(Beginning of Data for processing)

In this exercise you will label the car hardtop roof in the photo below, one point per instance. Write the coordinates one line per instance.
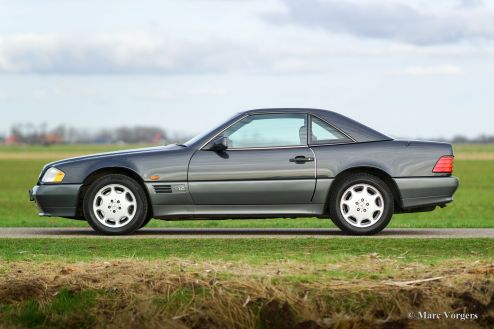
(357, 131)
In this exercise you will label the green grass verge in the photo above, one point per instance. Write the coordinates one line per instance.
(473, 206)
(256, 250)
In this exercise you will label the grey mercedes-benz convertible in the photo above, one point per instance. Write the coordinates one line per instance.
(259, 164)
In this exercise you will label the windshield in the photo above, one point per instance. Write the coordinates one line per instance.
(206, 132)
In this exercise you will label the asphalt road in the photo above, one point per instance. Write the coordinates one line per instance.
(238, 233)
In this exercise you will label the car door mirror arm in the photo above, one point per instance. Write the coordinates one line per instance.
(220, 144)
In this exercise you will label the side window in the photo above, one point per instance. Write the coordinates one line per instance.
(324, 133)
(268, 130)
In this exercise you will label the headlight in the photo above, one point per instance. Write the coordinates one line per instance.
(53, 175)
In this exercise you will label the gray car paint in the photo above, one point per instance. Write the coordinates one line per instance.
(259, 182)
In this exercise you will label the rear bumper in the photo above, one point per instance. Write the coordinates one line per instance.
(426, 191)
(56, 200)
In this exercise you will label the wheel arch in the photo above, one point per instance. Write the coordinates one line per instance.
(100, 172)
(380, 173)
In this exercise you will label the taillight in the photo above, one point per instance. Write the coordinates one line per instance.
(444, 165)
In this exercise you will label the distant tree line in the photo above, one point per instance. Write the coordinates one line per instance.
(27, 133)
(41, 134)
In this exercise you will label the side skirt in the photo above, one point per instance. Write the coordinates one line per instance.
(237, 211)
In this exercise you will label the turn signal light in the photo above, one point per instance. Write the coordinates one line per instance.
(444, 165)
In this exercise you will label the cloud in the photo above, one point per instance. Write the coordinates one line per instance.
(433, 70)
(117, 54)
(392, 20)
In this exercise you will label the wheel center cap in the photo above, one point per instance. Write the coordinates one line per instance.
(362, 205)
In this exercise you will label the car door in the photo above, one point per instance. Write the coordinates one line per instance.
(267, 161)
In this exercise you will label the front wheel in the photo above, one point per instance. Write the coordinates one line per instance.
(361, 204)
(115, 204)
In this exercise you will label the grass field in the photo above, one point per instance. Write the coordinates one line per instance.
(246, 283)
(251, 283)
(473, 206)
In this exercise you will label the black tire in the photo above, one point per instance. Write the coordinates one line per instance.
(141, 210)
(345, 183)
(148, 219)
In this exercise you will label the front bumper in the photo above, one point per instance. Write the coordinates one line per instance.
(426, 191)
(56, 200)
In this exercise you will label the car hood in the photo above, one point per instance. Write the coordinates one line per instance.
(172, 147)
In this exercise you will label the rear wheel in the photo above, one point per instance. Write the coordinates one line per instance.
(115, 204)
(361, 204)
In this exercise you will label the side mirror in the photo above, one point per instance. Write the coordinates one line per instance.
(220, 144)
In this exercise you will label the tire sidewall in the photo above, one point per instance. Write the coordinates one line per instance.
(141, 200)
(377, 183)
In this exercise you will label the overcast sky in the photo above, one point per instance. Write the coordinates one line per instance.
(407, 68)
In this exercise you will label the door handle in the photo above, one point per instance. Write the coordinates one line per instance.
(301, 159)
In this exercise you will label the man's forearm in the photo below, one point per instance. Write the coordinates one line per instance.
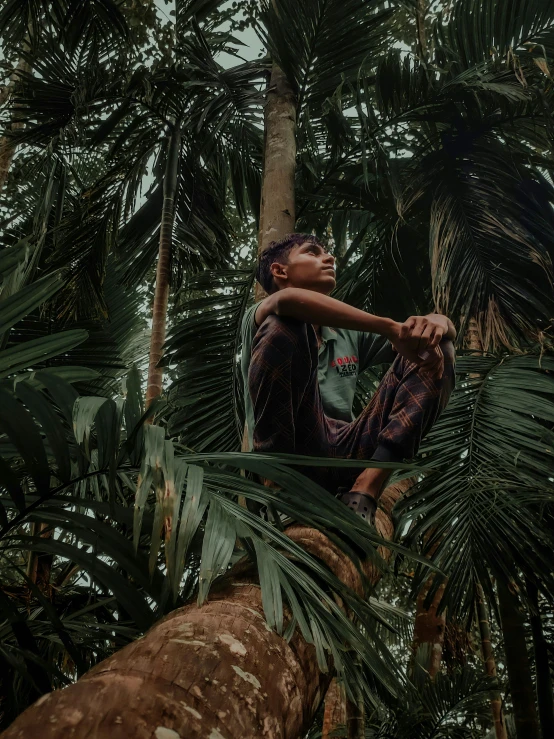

(End of Data for processing)

:: Exercise description ::
Transcribe each entry above exactly, apart from the pictures.

:: Answer box ::
In this exercise you will label the car hardtop roof in the photo below, one point per instance. Write the coordinates one line per instance.
(357, 131)
In this exercise you will label the green grass verge in the photo above, one point per instance. Write the coordinates one line per instance.
(473, 206)
(256, 250)
In this exercise you will label the grey mercedes-benz convertible in the photo above, one point per instance. Write the coordinates one line per instance.
(259, 164)
In this exercise you will label the windshield in the photo above, one point per instance. Write the coordinates one line per instance.
(206, 132)
In this exercise you will label the asphalt road in the photo above, one point per instance. Write the coordinates one line per instance.
(238, 233)
In this exercise you will label the car door mirror arm in the photo above, one point per instance. Write the coordinates one line per instance.
(220, 144)
In this exercise you will label the side window in the photo above, one point per instance. Write the coordinates one line per instance.
(324, 133)
(268, 130)
In this exercise you will label the headlight in the photo above, one point per instance. Write the coordinates one line per instance.
(53, 175)
In this exercise you will label the gray car paint in the photo above, one point per instance. Write the coordinates one line per instance.
(259, 182)
In this exercise you will label the rear bumper in the photo above, one point per instance. Write the coordinates one line per instance.
(426, 191)
(56, 200)
In this exercise you will label the wheel arch in the photo above, one point per instance. Write the coordinates one line per instance.
(100, 172)
(380, 173)
In this exercise you will label the taillight in the photo above, one point per instance. Write the coordinates one line per instance.
(444, 165)
In this exercise you will label the distant tree line in the photo above, one point per instance. Write the coordinates one line per instance.
(27, 133)
(41, 134)
In this exercise you will label the side skirt in the photo above, one point per instance. Write the coordinates one line per instance.
(237, 211)
In this exercise you will label the turn signal light in the photo above, one point per instance. Write the coordinates one line per instance.
(444, 165)
In this exercise you will label the cloud in the photo above, one point per instance. Write the coordinates one line per instance.
(433, 70)
(117, 54)
(392, 20)
In this exercise you will label the wheel center cap in the photo above, one point per instance. Write the coordinates one line per instance.
(362, 205)
In this exercise you will label the car door in the photo above, one point per instance. Write the coordinates one line per instance.
(267, 161)
In this exercise you will label the front wheel in the photo above, one point per instance. Write the coordinates one line per instance.
(361, 204)
(115, 204)
In this exercise you will label the grass field in the photo above, one point per instance. Write the coordinates one line per instance.
(246, 283)
(251, 283)
(473, 206)
In this exercise you will label the black tire in the photo above, one point per instance. Write the coordinates one line per instance.
(141, 210)
(345, 183)
(148, 219)
In this exercise you will label the front bumper in the photo above, one point per instance. Write the coordinates one line per instance.
(426, 191)
(56, 200)
In this exercise you will label the car hood in the photo above, one point per instance. Write the coordinates one line per instance.
(172, 147)
In this exercise you will label the rear wheel in the photo above, one point per instance. Write the coordinates one line per instance.
(115, 204)
(361, 204)
In this exercise you will label the side mirror in the photo above, one point per instance. Write the coordinates one line per instance.
(220, 144)
In this exercise you will label the tire sidewall in the photo above, one point per instance. Write the coordinates one line per instance.
(141, 200)
(377, 183)
In this exercise you will label the overcast sky in the photo above, one point per instance. Write the coordinates one line per instance.
(407, 68)
In this exercise you will label the door handle in the photo above, one point per instance. Write the coordinates one line per instance.
(301, 159)
In this exercise you will label the man's forearm in the photo below, one point per instance. Write the coordinates one line per instance.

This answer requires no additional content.